### Rincian tugas
Sambung kutipan teks di bawah tentang Undang-Undang Nomor 1 Tahun 1965, dimulai tepat setelah kalimat terakhirnya.

Undang-undang nomor 1 tahun 1965
tentang pencegahan, penodaan agama, intinya menyatakan aliran sesat sabagai
ajaran terlarang. Seperti dalam pasal 1 UU no 1 tahun 1965. Begitupun dalam
fatwa-fatwa yang dikeluarakan oleh MUI, dengan fatwa yang menyatakan adanya beberapa
aliran sesat, seperti Ahmadiya, Lia Eden, Qur’an Suci, Sholet dua bahasa, dan
lainnya, maka fatwa yang dikelurkan ini dirasa perlu agar tercapainya
keberagaaman yang harmonis, lagi adil dan damai.
Ada beberapa hal yang
melatarbelakangi lahirnya undang-undang nomor 1 tahun 1965, beberapa
diantaranya adalah:
1. Sila pertama pancasila” ketuhanan
yang maha esa”, yang tidak dapat dipisahkan dari agama, yang merupakan landasan
moral, dan landasan kesatuan nasional.

### Isi set data
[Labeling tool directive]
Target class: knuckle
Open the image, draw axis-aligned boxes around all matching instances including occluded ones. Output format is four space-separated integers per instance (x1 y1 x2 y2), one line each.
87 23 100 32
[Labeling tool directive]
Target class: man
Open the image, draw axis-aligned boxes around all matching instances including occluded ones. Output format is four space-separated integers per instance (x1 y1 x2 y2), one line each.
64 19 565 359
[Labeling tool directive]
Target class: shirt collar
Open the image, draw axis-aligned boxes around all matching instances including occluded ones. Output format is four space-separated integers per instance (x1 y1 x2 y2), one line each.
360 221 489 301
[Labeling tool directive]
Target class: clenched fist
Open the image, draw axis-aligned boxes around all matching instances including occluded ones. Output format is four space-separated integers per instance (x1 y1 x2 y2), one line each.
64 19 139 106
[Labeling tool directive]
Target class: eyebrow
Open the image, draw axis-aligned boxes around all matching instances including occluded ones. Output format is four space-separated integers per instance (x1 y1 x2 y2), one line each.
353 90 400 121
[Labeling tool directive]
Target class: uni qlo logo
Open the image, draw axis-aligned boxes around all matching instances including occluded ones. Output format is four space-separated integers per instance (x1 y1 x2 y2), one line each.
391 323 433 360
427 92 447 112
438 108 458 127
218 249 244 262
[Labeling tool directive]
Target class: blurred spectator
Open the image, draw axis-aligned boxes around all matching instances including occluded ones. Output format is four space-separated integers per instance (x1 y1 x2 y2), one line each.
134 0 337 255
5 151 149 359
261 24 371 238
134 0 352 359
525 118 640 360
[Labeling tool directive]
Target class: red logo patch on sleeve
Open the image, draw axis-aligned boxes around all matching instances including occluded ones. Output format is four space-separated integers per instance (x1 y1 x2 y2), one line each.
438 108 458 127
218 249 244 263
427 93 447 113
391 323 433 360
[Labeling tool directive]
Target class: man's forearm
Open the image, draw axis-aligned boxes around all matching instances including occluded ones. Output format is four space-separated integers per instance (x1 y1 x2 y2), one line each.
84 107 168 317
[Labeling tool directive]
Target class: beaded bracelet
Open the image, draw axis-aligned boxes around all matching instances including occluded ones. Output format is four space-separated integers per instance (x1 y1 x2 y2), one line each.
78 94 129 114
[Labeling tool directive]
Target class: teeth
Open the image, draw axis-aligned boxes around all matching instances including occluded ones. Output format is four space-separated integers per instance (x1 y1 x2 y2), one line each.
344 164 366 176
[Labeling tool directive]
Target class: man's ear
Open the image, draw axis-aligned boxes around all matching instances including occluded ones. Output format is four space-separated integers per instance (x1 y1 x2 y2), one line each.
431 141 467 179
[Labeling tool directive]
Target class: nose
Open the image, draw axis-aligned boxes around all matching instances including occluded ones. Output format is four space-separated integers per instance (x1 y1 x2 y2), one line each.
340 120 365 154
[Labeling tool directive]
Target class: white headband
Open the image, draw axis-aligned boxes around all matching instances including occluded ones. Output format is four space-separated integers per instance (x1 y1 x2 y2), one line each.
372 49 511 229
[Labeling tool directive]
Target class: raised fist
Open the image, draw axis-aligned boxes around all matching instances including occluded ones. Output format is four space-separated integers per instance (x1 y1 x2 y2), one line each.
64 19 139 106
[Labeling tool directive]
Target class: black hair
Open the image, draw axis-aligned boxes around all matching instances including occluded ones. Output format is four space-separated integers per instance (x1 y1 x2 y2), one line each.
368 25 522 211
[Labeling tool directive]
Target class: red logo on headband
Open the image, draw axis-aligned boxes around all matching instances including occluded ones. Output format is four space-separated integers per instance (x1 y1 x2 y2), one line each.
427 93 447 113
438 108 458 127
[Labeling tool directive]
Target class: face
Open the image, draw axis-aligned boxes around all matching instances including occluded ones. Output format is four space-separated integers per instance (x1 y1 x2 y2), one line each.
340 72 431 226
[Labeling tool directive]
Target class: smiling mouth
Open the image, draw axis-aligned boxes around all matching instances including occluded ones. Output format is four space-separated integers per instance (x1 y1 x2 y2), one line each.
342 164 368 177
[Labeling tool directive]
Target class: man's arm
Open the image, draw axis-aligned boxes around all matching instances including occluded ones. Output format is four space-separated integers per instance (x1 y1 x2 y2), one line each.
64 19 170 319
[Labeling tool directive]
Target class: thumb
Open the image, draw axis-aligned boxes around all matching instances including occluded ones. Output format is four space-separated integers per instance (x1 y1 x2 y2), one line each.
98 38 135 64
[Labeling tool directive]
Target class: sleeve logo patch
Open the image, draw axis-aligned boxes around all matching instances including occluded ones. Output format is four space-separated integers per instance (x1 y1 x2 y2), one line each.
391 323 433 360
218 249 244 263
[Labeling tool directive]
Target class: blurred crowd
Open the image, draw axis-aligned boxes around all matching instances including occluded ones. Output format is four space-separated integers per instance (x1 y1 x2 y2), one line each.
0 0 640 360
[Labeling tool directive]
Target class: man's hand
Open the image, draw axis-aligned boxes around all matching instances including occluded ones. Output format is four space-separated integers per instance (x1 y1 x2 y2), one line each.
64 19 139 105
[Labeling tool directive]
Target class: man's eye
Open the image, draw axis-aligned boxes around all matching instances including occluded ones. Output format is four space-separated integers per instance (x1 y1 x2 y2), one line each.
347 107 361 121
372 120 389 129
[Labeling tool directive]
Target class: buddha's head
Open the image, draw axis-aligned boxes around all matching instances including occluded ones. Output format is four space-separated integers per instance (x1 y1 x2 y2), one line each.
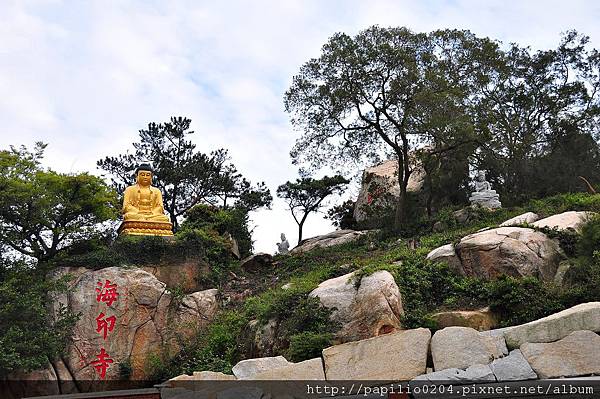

### Jawaban yang diharapkan
2. Banyak muncul aliran kepercayaan
yang menyatakan dalam ajarannya, bahwa aliran tesebut mempunyai nabi dan kitab
suci sendiri
3. Aliran-aliran atau
organisasi-organisasi kebatinan/kepercayaan masyarakat yang bertentangan dengan
ajaran-ajaran dan hukum agama
4. Aliran-aliran tersebut sudah
menimbulkan, pelnggaran hukum, memecah persatuan nasional, dan menodai kesucian
agama
5. Menyalahgunaan dan atau
mempergunakan agama sebagai pokok sangat membahayakan agama-agama yang ada[16]
Kalau kita melihat permasalahan
yang muncul dari konflik agama ini memang cukup banyak dan sangat mengiris
hati, karena masalah ini bukan saja masalah ajaran yang baru dibawa, tapi lebih
dari pada itu, yaitu kehilangan nyawa yang bukan satu dua bakan bisa puluhan
bahkan ratusan seperti di ambon.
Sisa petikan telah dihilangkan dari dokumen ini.